● Material for this task
# # # #

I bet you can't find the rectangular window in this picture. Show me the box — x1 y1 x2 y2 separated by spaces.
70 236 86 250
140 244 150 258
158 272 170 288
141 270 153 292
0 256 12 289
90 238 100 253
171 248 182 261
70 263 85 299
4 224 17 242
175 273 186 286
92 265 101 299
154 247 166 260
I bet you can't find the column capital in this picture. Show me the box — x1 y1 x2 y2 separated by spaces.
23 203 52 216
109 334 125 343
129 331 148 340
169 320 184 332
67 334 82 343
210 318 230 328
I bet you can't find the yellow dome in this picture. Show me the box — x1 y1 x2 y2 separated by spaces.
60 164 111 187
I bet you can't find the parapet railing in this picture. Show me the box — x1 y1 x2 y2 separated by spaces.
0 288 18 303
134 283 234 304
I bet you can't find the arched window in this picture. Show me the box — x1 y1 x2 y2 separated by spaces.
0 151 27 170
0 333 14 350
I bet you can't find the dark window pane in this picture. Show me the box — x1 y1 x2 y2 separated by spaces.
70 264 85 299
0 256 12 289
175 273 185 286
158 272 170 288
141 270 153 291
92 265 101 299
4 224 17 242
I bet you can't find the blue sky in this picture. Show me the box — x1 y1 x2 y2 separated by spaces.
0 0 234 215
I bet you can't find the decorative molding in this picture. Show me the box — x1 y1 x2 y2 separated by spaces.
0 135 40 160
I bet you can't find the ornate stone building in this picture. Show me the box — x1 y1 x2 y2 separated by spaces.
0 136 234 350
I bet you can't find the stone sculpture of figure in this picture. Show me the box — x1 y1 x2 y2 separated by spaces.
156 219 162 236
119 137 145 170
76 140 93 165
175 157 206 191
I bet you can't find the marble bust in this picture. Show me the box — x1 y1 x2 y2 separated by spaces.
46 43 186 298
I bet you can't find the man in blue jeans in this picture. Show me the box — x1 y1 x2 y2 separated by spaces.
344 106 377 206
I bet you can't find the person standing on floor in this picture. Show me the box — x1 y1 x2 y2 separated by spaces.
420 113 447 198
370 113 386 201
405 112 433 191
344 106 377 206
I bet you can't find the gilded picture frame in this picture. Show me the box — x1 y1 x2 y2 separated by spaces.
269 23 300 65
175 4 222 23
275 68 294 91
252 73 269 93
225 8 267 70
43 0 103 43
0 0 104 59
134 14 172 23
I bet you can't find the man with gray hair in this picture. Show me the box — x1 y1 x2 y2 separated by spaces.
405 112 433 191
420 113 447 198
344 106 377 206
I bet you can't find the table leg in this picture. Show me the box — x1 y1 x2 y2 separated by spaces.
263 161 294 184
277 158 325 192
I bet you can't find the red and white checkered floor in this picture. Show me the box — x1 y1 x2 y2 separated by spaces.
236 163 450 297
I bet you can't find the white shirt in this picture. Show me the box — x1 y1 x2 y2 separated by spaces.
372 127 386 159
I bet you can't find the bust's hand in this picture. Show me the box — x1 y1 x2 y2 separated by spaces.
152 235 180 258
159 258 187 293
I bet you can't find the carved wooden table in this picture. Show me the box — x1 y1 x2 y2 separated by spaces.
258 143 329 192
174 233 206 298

# # # #

● Short problem
Reproduce the stretch of the listing from its start through the line containing "210 318 230 328", both ends included.

● Exercise result
I bet you can't find the rectangular window in this picture. Show me the box — x1 y1 x2 y2 separated by spaces.
70 236 86 250
140 244 150 258
158 272 170 288
141 270 153 292
0 256 12 289
90 238 100 253
171 248 182 261
70 263 85 299
4 224 17 242
175 273 186 286
92 265 101 299
154 247 166 260
I bet you can't find the column capital in this picture. Show me the box — x1 y1 x2 y2 separated by spaces.
23 203 52 216
109 334 125 343
129 331 148 340
169 320 184 332
67 334 82 343
210 318 230 328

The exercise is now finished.